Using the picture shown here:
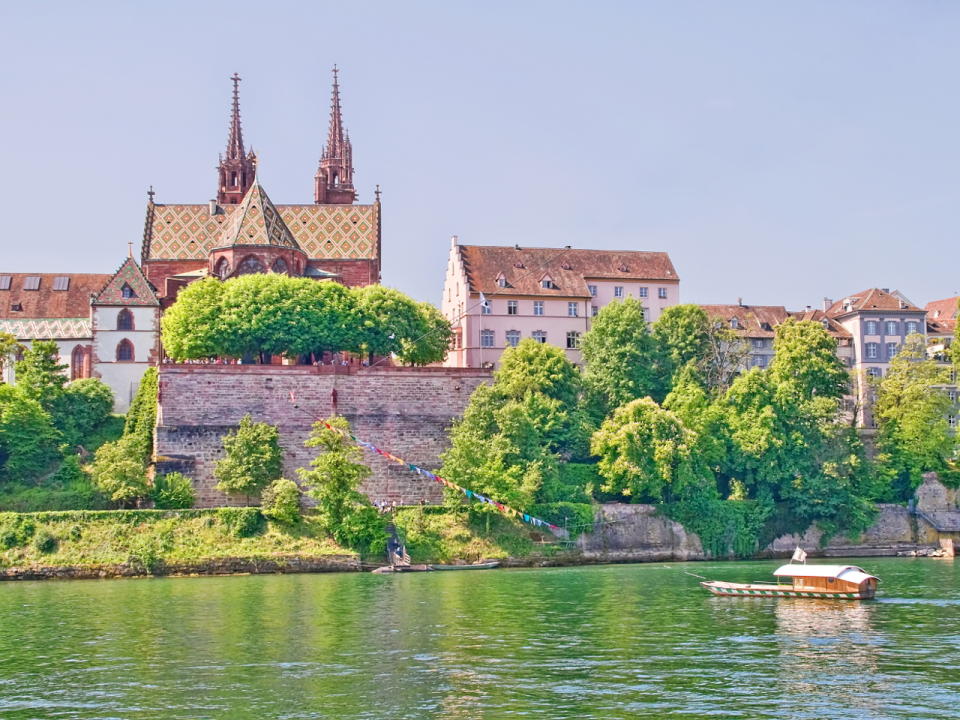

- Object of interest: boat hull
[700,580,874,600]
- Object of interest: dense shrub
[150,472,197,510]
[51,378,113,445]
[260,478,300,525]
[31,528,58,555]
[0,513,37,549]
[217,508,263,537]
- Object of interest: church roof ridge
[219,174,300,250]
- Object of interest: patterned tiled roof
[217,180,300,250]
[925,295,960,334]
[0,317,93,340]
[459,245,680,297]
[144,204,380,261]
[826,288,920,317]
[0,271,110,320]
[94,258,160,307]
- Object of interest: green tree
[873,334,957,500]
[652,305,710,371]
[213,415,283,498]
[590,397,705,502]
[15,340,68,412]
[770,318,850,400]
[0,332,21,382]
[0,385,62,481]
[297,417,383,548]
[260,478,300,525]
[52,378,113,445]
[160,277,225,360]
[580,297,669,422]
[355,285,423,356]
[90,436,150,508]
[398,302,453,365]
[150,472,197,510]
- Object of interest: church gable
[93,258,160,307]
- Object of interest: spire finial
[227,73,243,160]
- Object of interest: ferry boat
[700,563,877,600]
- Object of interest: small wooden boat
[372,564,433,575]
[700,563,878,600]
[430,560,500,570]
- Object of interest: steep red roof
[700,305,790,337]
[0,272,111,320]
[924,295,960,334]
[827,288,920,318]
[459,245,680,297]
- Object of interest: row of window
[863,320,920,335]
[480,300,580,317]
[587,285,667,300]
[864,343,900,360]
[480,330,580,350]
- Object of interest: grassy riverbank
[0,508,556,578]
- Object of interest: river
[0,558,960,720]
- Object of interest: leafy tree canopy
[580,297,669,421]
[213,415,283,496]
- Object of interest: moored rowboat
[430,560,500,570]
[700,563,877,600]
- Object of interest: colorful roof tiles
[0,272,111,320]
[94,258,160,307]
[144,203,380,261]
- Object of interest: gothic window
[213,258,230,280]
[117,339,133,362]
[237,255,267,275]
[117,308,133,330]
[70,345,87,380]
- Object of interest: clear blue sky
[0,0,960,309]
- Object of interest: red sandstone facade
[141,68,381,307]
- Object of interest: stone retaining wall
[154,365,490,507]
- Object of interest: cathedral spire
[227,73,244,160]
[313,65,357,205]
[217,73,256,205]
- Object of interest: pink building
[441,237,680,367]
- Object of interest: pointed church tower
[217,73,257,205]
[313,65,357,205]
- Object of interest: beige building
[441,237,680,368]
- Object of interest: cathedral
[0,67,380,412]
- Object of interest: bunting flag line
[320,420,560,531]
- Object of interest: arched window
[237,255,267,275]
[117,339,133,362]
[117,308,133,330]
[213,258,230,280]
[70,345,89,380]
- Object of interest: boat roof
[773,563,874,584]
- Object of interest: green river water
[0,558,960,720]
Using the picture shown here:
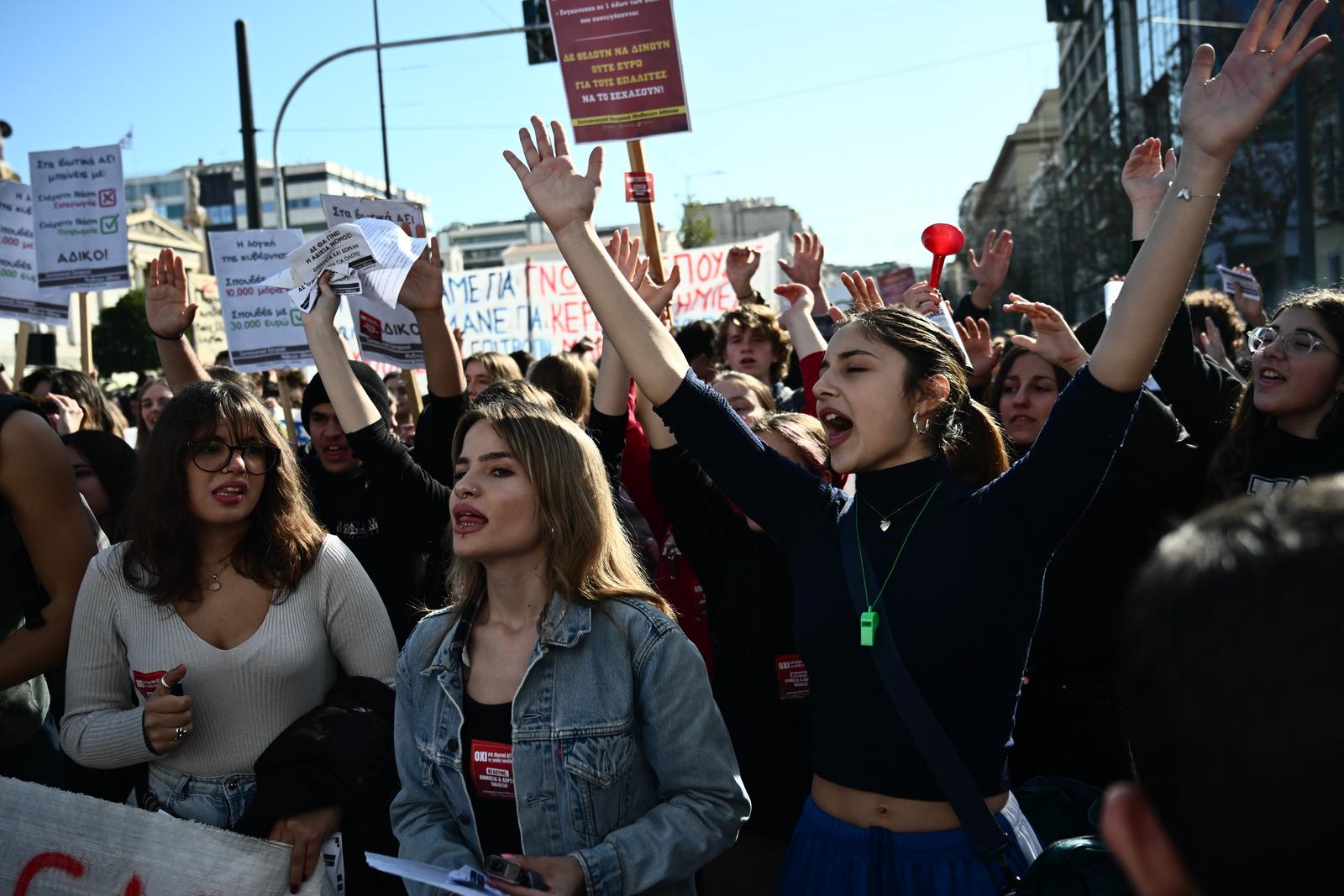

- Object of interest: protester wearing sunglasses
[60,380,396,881]
[1153,289,1344,500]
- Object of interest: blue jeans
[150,763,257,831]
[778,797,1040,896]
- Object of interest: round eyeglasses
[1246,327,1344,358]
[186,439,280,475]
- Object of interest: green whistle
[858,610,878,647]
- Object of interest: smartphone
[486,856,527,887]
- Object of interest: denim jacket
[392,594,750,896]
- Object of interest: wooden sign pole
[392,367,425,425]
[625,139,665,284]
[13,321,32,385]
[276,368,298,448]
[79,293,92,376]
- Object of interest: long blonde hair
[448,401,674,621]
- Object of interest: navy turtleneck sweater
[657,367,1138,800]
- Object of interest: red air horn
[921,224,966,289]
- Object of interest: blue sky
[8,0,1058,265]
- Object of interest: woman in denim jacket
[392,401,750,896]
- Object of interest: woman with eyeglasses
[1153,289,1344,500]
[60,380,396,849]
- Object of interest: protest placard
[1218,265,1261,302]
[0,180,70,325]
[878,266,916,305]
[29,144,130,293]
[0,778,323,896]
[445,233,780,358]
[321,193,435,369]
[551,0,690,144]
[210,230,354,372]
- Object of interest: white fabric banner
[0,778,327,896]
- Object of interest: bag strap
[838,495,1020,893]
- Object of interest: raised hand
[780,233,827,301]
[145,249,197,340]
[774,284,816,325]
[900,280,942,314]
[956,317,1004,379]
[43,392,83,435]
[606,227,649,289]
[1004,293,1087,374]
[1180,0,1331,165]
[606,227,681,317]
[723,246,761,298]
[396,223,444,313]
[1120,137,1176,215]
[840,271,882,314]
[970,230,1012,294]
[504,116,602,235]
[304,270,340,331]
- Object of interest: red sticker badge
[472,740,513,799]
[130,669,168,700]
[774,652,811,700]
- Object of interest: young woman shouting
[507,0,1328,893]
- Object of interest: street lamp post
[270,24,551,228]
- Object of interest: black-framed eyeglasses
[186,439,280,475]
[1246,327,1344,358]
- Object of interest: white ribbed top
[60,536,396,775]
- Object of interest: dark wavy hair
[123,380,325,605]
[1207,289,1344,501]
[848,307,1008,488]
[51,369,126,438]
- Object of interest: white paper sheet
[365,853,504,896]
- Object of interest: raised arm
[0,411,98,690]
[304,271,383,432]
[1089,0,1329,391]
[504,116,690,405]
[145,249,210,391]
[396,224,466,398]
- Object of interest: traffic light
[522,0,559,65]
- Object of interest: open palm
[1180,0,1329,163]
[504,116,602,233]
[145,249,197,338]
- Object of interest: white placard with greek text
[0,180,70,325]
[210,230,354,371]
[29,144,130,293]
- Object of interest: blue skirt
[780,797,1039,896]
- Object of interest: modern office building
[126,161,433,237]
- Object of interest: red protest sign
[625,170,654,203]
[551,0,690,144]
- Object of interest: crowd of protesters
[0,0,1344,896]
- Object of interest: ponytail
[942,392,1008,489]
[851,307,1008,489]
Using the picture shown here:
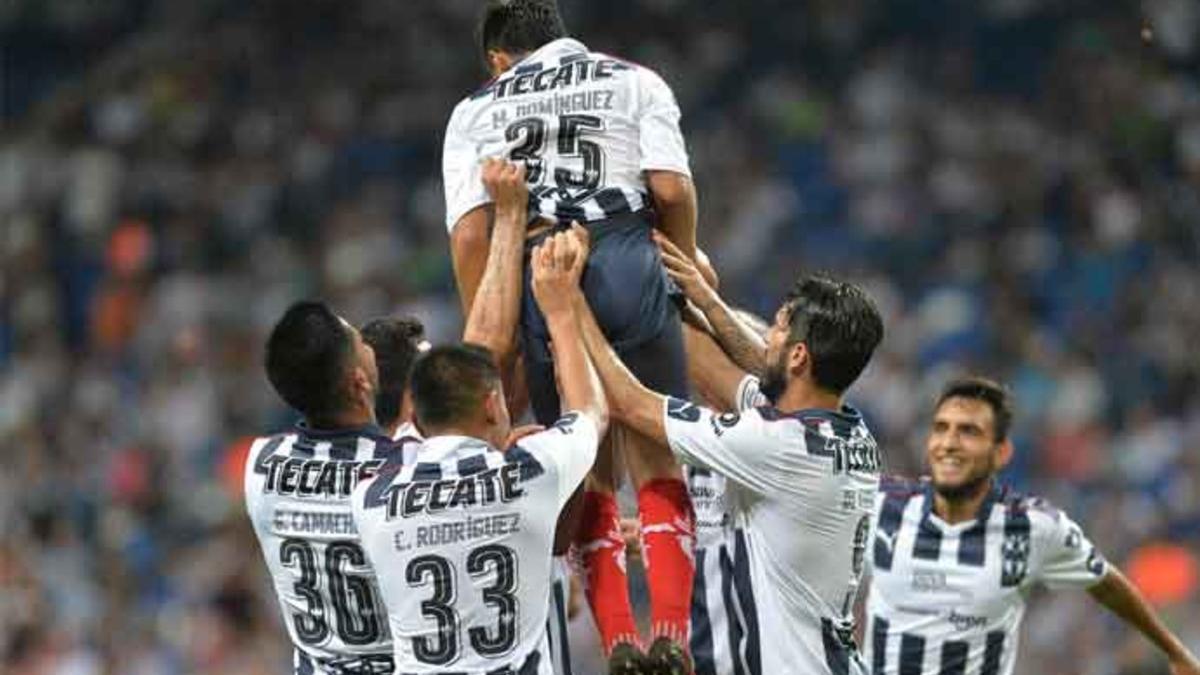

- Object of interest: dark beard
[934,471,991,502]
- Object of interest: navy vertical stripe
[959,514,988,567]
[900,633,925,675]
[937,640,971,675]
[912,511,942,560]
[595,187,632,217]
[254,436,286,474]
[875,494,912,569]
[458,454,487,478]
[821,619,850,675]
[329,436,359,461]
[295,650,313,675]
[413,461,442,480]
[690,549,716,675]
[1000,504,1030,587]
[871,616,892,675]
[979,631,1004,675]
[718,546,746,675]
[733,530,762,675]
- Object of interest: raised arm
[1087,566,1200,675]
[530,228,608,437]
[456,159,529,372]
[654,234,767,375]
[646,171,696,261]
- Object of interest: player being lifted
[866,377,1200,675]
[245,158,526,675]
[559,227,883,675]
[354,228,607,675]
[443,0,696,670]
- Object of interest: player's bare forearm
[1087,567,1200,673]
[571,288,667,444]
[546,311,608,436]
[683,324,746,411]
[654,235,767,375]
[450,207,491,317]
[462,163,528,374]
[646,171,697,261]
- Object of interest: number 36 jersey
[442,38,691,229]
[245,425,402,675]
[354,412,599,675]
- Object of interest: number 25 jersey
[442,38,691,229]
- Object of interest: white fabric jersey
[686,375,767,675]
[865,479,1106,675]
[665,391,880,675]
[442,38,690,229]
[354,412,599,675]
[245,426,400,675]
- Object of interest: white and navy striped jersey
[665,399,880,675]
[354,412,599,675]
[865,479,1106,675]
[685,375,767,675]
[442,38,691,229]
[391,422,571,675]
[245,425,400,675]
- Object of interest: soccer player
[443,0,696,667]
[866,377,1200,675]
[549,227,883,674]
[354,228,607,675]
[245,301,396,675]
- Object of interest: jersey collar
[295,419,391,441]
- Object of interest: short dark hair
[362,317,425,426]
[784,274,883,394]
[476,0,566,59]
[266,300,354,422]
[934,375,1013,441]
[409,344,500,429]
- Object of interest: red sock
[637,478,696,649]
[577,491,640,656]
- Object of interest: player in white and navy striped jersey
[245,303,397,675]
[561,246,883,675]
[865,377,1200,675]
[354,228,607,675]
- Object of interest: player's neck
[775,381,841,412]
[934,478,992,525]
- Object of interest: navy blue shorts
[521,210,689,424]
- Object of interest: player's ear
[487,49,512,77]
[996,438,1013,470]
[787,342,812,377]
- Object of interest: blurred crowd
[7,0,1200,675]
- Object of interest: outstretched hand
[654,231,716,310]
[530,222,590,316]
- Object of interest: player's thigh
[617,317,688,488]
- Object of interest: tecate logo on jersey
[386,464,526,520]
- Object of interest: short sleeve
[664,398,785,492]
[510,411,600,509]
[442,104,492,232]
[637,67,691,177]
[1038,512,1108,589]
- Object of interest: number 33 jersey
[245,425,402,675]
[354,412,599,675]
[442,38,691,229]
####################
Copy verbatim the part of the records that begins with the line containing "- Object of interest: river" and ends with the line containing "[486,856,527,887]", including both of those lines. Leave the pictures out.

- Object of interest: river
[0,558,960,720]
- Object of interest: leafy tree canopy
[580,297,669,421]
[213,415,283,496]
- Object of interest: moored rowboat
[430,560,500,570]
[700,563,877,600]
- Object of interest: colorful roof tiles
[0,272,111,320]
[94,258,160,307]
[144,203,380,261]
- Object of interest: gothic window
[213,258,230,280]
[117,339,133,362]
[237,255,267,275]
[117,308,133,330]
[70,345,87,380]
- Object of interest: clear blue sky
[0,0,960,309]
- Object of interest: red sandstone facade
[141,68,381,307]
- Object of interest: stone retaining wall
[154,365,490,507]
- Object of interest: cathedral spire
[227,73,244,160]
[313,65,357,205]
[217,73,256,205]
- Object of interest: pink building
[441,237,680,367]
- Object of interest: pointed church tower
[217,73,257,205]
[313,65,357,205]
- Object of interest: beige building
[441,237,680,368]
- Object of interest: cathedral
[0,67,380,412]
- Object of interest: bunting flag line
[320,420,560,531]
- Object of interest: arched window
[237,255,267,275]
[117,339,133,362]
[117,308,133,330]
[213,258,230,280]
[70,345,89,380]
- Object of interest: boat roof
[773,563,874,584]
- Object of interest: green river water
[0,558,960,720]
Using the picture shown here:

- Object of interest: protester wearing sunglasses
[60,380,396,881]
[1153,289,1344,500]
- Object of interest: blue jeans
[150,763,257,831]
[778,797,1040,896]
- Object of interest: round eyeglasses
[1246,327,1344,358]
[186,439,280,475]
- Object of interest: green whistle
[858,610,878,647]
- Object of interest: smartphone
[486,856,527,887]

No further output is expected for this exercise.